* [Your goal]: Show every line below where "tree" appears.

Images for object localization:

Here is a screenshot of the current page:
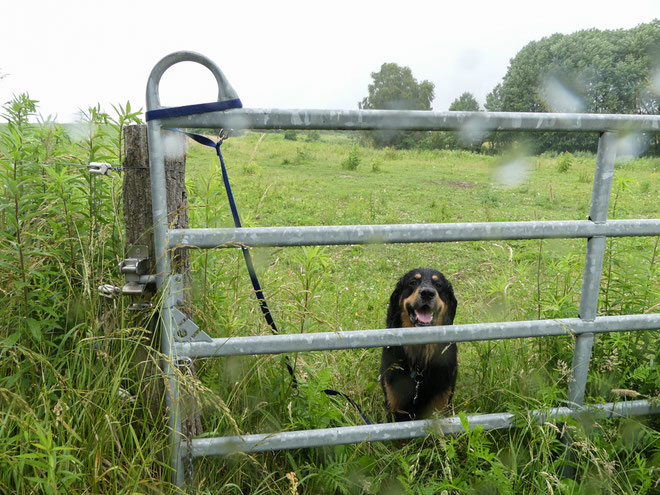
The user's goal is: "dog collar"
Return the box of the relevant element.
[410,368,424,382]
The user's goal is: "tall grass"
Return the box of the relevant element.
[0,95,175,493]
[1,101,658,493]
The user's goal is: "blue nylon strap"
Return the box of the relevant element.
[145,98,242,121]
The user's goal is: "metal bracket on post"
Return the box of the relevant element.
[119,245,153,295]
[171,308,212,343]
[168,274,185,307]
[166,273,211,343]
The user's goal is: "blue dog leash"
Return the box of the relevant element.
[169,127,299,387]
[147,97,297,384]
[147,100,371,424]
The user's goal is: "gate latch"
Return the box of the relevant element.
[119,245,152,295]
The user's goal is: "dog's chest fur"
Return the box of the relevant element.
[402,342,456,373]
[403,343,438,370]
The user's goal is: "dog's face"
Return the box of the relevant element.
[388,268,456,328]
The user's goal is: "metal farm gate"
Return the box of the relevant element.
[143,51,660,487]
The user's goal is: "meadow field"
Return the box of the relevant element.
[0,99,658,493]
[182,131,659,493]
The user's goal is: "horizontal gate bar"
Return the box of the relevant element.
[168,219,660,249]
[153,108,660,133]
[176,314,660,358]
[192,400,658,456]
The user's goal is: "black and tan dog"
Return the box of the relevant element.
[380,268,457,421]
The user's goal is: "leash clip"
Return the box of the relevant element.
[217,128,230,144]
[411,368,424,383]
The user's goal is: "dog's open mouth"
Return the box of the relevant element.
[407,305,436,327]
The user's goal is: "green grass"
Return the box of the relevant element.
[0,94,658,494]
[184,131,659,493]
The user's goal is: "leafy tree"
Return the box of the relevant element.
[449,92,481,112]
[441,92,484,151]
[484,84,509,151]
[486,20,660,154]
[484,84,503,112]
[418,92,486,151]
[360,63,434,111]
[360,63,434,148]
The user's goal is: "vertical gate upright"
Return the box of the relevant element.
[144,51,660,487]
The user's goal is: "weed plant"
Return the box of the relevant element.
[556,152,574,173]
[0,104,658,493]
[342,143,361,171]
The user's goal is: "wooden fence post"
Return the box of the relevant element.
[123,125,190,277]
[123,125,200,436]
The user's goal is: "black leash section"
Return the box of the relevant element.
[322,389,372,425]
[148,100,370,424]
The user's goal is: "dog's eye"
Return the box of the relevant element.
[409,279,419,287]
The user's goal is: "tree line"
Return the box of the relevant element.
[360,20,659,154]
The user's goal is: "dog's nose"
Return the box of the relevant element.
[419,287,436,301]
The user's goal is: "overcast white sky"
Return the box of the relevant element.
[1,1,657,122]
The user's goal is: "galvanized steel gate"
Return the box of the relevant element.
[145,51,660,487]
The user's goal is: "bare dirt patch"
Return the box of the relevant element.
[432,180,476,189]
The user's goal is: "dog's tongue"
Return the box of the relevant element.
[416,309,433,324]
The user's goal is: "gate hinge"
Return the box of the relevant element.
[119,245,153,295]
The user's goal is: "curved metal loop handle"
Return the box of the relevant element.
[146,51,239,111]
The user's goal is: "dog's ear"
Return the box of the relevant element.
[386,277,405,328]
[442,281,457,325]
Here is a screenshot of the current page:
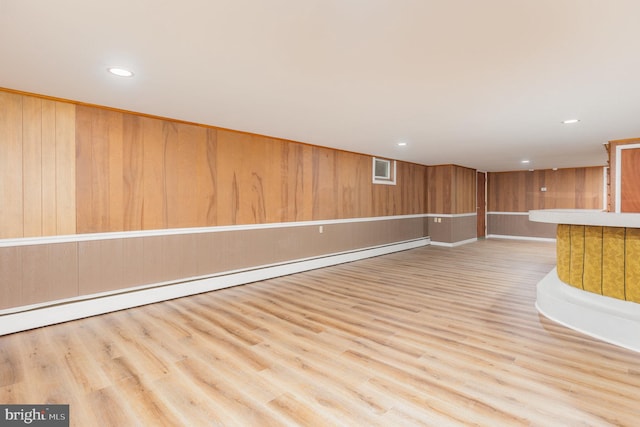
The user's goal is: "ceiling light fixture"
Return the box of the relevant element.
[108,67,134,77]
[397,142,407,146]
[521,160,530,164]
[562,119,580,124]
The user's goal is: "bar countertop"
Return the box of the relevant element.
[529,209,640,227]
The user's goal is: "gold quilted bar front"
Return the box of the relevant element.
[556,224,571,284]
[602,227,625,300]
[569,225,585,289]
[556,224,640,303]
[583,226,603,295]
[625,228,640,303]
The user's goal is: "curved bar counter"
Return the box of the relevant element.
[530,209,640,352]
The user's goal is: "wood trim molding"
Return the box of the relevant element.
[0,214,430,247]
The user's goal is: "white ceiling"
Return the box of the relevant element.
[2,0,640,172]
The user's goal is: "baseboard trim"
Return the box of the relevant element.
[0,237,430,335]
[536,268,640,353]
[487,234,556,242]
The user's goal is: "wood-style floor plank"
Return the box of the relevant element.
[1,239,640,426]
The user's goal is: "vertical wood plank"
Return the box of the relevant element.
[443,165,453,213]
[299,144,314,221]
[241,134,267,224]
[574,167,586,208]
[0,92,24,238]
[476,171,486,238]
[75,106,95,233]
[336,151,358,219]
[546,170,559,209]
[41,100,57,235]
[88,109,111,232]
[355,153,372,217]
[512,171,523,211]
[215,129,240,225]
[123,115,144,230]
[22,96,43,237]
[176,123,202,227]
[279,142,292,222]
[405,163,417,215]
[312,146,337,220]
[487,173,497,212]
[427,165,453,214]
[453,166,475,214]
[107,111,124,231]
[585,166,603,210]
[142,117,167,229]
[535,171,546,210]
[564,168,578,208]
[277,141,314,222]
[163,122,181,228]
[55,101,76,235]
[524,170,534,211]
[264,137,284,223]
[195,128,217,226]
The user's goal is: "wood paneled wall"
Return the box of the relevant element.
[427,165,476,214]
[620,148,640,212]
[1,89,427,238]
[487,167,604,212]
[0,91,76,238]
[74,106,428,234]
[607,138,640,213]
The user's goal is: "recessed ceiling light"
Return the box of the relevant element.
[397,142,407,146]
[562,119,580,124]
[108,67,134,77]
[521,160,530,164]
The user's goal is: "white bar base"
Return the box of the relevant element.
[0,238,429,336]
[536,267,640,353]
[487,234,556,242]
[430,238,477,247]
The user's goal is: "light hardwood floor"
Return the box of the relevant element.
[1,239,639,426]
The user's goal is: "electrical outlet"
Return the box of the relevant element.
[319,225,323,233]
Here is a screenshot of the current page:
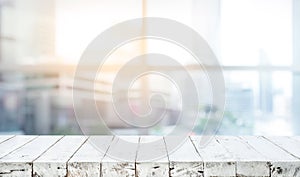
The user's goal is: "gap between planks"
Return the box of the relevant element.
[1,136,300,177]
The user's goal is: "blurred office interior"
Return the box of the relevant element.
[0,0,299,135]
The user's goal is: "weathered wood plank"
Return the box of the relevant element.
[265,136,300,158]
[101,136,139,177]
[190,136,235,177]
[241,136,300,177]
[136,136,169,177]
[0,136,37,158]
[0,136,15,144]
[68,136,113,177]
[0,136,62,177]
[216,136,270,177]
[0,136,300,177]
[165,136,203,177]
[33,136,87,177]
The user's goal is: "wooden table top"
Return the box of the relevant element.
[0,135,300,177]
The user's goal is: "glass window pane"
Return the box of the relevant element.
[220,0,293,66]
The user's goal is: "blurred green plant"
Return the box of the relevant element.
[194,105,253,135]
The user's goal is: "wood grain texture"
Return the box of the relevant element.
[0,136,37,158]
[136,136,169,177]
[0,136,299,177]
[0,136,15,144]
[101,136,139,177]
[241,136,300,177]
[190,136,235,177]
[216,136,270,177]
[165,136,203,177]
[68,136,113,177]
[265,136,300,158]
[0,136,62,177]
[33,136,87,177]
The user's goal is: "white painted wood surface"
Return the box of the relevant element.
[216,136,270,177]
[266,136,300,159]
[101,136,139,177]
[241,136,300,177]
[33,136,87,177]
[0,136,300,177]
[165,136,203,177]
[190,136,235,177]
[68,136,113,177]
[0,136,37,158]
[0,136,14,144]
[0,136,62,177]
[136,136,169,177]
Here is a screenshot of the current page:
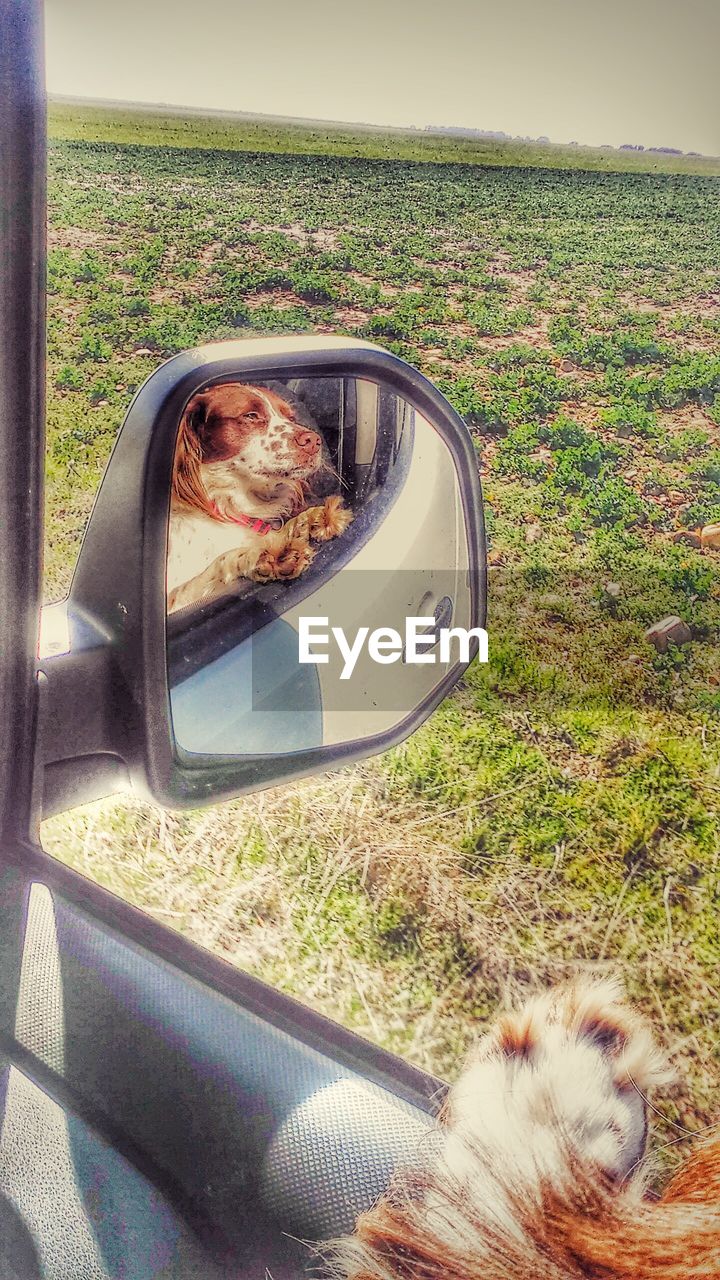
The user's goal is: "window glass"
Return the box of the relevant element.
[43,18,719,1170]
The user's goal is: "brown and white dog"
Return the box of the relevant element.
[167,382,352,613]
[331,981,720,1280]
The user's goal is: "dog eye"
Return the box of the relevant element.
[245,411,260,421]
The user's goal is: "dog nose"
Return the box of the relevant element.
[293,428,320,456]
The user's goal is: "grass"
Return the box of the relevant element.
[49,100,720,178]
[42,103,720,1175]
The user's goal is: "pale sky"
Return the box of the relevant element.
[46,0,720,155]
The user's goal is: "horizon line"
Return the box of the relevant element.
[48,93,715,161]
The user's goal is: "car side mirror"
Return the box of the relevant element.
[39,338,486,815]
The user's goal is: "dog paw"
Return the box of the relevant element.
[308,495,354,542]
[252,538,315,582]
[214,547,255,587]
[450,981,669,1185]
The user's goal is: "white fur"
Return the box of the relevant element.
[167,507,260,595]
[411,979,660,1264]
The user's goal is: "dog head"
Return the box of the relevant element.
[172,382,324,519]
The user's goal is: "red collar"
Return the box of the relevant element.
[211,502,283,536]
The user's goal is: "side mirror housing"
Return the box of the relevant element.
[39,337,486,815]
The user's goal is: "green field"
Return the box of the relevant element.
[49,99,720,177]
[43,103,720,1174]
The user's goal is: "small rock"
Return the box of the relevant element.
[560,358,574,372]
[624,468,638,479]
[644,616,692,653]
[604,581,622,600]
[672,530,702,548]
[525,522,543,545]
[617,424,634,439]
[133,347,153,356]
[700,522,720,549]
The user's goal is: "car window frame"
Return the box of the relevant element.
[0,0,46,847]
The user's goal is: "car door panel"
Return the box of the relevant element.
[0,846,437,1275]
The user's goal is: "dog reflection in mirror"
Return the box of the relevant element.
[167,382,353,613]
[330,980,720,1280]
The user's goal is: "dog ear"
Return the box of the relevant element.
[183,391,211,445]
[172,393,214,513]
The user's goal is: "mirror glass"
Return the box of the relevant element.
[166,374,476,757]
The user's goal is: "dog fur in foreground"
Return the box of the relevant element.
[167,382,352,613]
[329,981,720,1279]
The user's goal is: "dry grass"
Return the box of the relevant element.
[42,745,719,1175]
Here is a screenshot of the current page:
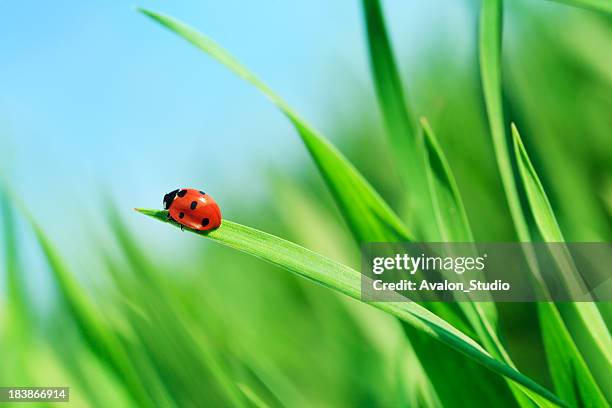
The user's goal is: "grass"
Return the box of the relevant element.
[1,0,611,407]
[137,209,566,405]
[361,0,436,240]
[512,124,611,403]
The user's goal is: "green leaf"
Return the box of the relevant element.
[139,8,412,245]
[420,118,499,318]
[478,6,590,405]
[480,0,610,403]
[137,208,567,407]
[546,0,612,14]
[538,302,608,407]
[361,0,436,239]
[420,119,546,407]
[420,118,473,243]
[20,209,155,407]
[1,193,29,338]
[0,190,31,383]
[512,123,612,404]
[479,0,531,243]
[511,124,566,243]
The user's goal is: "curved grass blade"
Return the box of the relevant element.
[538,302,608,407]
[421,118,500,317]
[361,0,436,240]
[479,0,608,405]
[420,118,473,243]
[138,9,412,245]
[419,119,547,407]
[137,208,567,407]
[0,191,31,384]
[479,0,531,244]
[14,205,155,407]
[512,124,612,403]
[546,0,612,14]
[1,193,30,338]
[478,5,582,404]
[362,0,519,396]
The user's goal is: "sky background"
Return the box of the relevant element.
[0,0,489,299]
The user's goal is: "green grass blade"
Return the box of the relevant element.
[511,125,565,243]
[361,0,435,239]
[479,0,609,400]
[420,119,544,406]
[139,9,412,244]
[420,118,473,242]
[105,201,157,279]
[0,191,31,384]
[546,0,612,14]
[479,0,531,244]
[18,210,154,407]
[1,194,30,338]
[512,124,612,404]
[478,7,587,404]
[420,118,500,321]
[137,208,567,407]
[237,384,271,408]
[511,125,588,294]
[538,302,608,407]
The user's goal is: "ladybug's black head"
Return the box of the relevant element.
[163,189,180,210]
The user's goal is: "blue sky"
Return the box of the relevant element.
[0,0,474,291]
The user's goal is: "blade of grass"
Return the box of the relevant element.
[237,384,270,408]
[361,0,436,240]
[479,1,610,404]
[420,118,501,320]
[1,193,29,339]
[546,0,612,14]
[139,9,412,245]
[420,118,543,407]
[137,208,567,407]
[538,302,608,407]
[421,118,499,321]
[0,192,31,384]
[511,125,587,295]
[273,176,495,405]
[102,215,248,408]
[479,0,530,244]
[10,200,156,407]
[512,124,612,403]
[420,118,474,243]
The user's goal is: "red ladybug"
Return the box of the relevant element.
[163,188,222,231]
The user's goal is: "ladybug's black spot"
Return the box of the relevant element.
[190,201,198,210]
[177,190,187,198]
[179,212,185,219]
[202,218,210,227]
[199,190,206,195]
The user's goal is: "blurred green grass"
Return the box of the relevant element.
[1,0,611,407]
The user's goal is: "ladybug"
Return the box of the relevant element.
[163,188,222,231]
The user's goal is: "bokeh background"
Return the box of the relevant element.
[1,0,611,406]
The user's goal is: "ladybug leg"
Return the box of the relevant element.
[180,225,184,232]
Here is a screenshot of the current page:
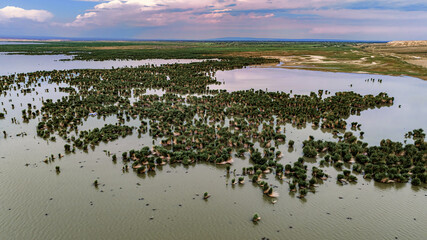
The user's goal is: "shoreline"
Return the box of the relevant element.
[252,62,427,81]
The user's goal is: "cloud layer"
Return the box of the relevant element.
[1,0,427,40]
[0,6,53,22]
[66,0,280,27]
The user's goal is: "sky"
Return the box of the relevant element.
[0,0,426,41]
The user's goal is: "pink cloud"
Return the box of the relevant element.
[248,13,274,19]
[310,25,427,36]
[294,9,427,20]
[64,0,357,28]
[56,0,427,40]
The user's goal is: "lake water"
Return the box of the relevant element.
[0,58,426,239]
[0,53,204,75]
[0,41,45,45]
[212,67,427,145]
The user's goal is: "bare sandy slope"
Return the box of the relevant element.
[406,59,427,68]
[387,40,427,47]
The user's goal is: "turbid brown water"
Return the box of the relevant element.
[212,67,427,145]
[0,57,426,239]
[0,53,204,75]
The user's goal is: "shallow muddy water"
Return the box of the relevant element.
[0,60,426,240]
[213,67,427,145]
[0,53,204,75]
[0,41,44,45]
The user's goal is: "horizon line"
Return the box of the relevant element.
[0,36,389,43]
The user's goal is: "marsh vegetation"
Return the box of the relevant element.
[0,42,425,239]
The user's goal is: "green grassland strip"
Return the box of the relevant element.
[1,41,426,79]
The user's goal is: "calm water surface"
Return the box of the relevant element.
[0,41,44,45]
[0,53,204,75]
[213,67,427,145]
[0,60,426,239]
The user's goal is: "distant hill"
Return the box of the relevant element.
[207,37,385,42]
[0,36,386,43]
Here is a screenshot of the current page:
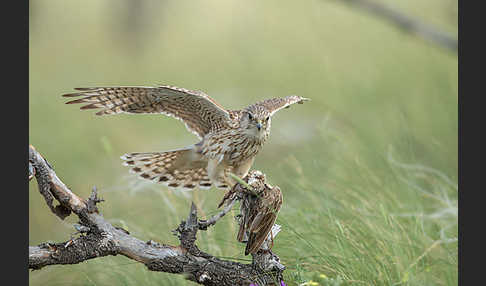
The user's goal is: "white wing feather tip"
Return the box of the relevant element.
[299,97,310,102]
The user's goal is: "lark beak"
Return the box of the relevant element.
[256,122,262,131]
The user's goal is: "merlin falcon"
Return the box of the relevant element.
[63,85,308,191]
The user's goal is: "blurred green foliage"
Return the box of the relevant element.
[29,0,457,285]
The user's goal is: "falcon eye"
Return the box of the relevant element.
[265,116,269,122]
[248,113,253,120]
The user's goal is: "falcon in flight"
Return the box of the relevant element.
[63,85,308,191]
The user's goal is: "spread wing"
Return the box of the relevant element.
[245,186,283,255]
[63,85,231,139]
[251,95,309,117]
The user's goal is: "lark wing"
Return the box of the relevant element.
[63,85,231,139]
[244,186,283,255]
[245,212,277,255]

* [Answer box]:
The user's goal is: "leafy tree"
The user's goal is: "tree line"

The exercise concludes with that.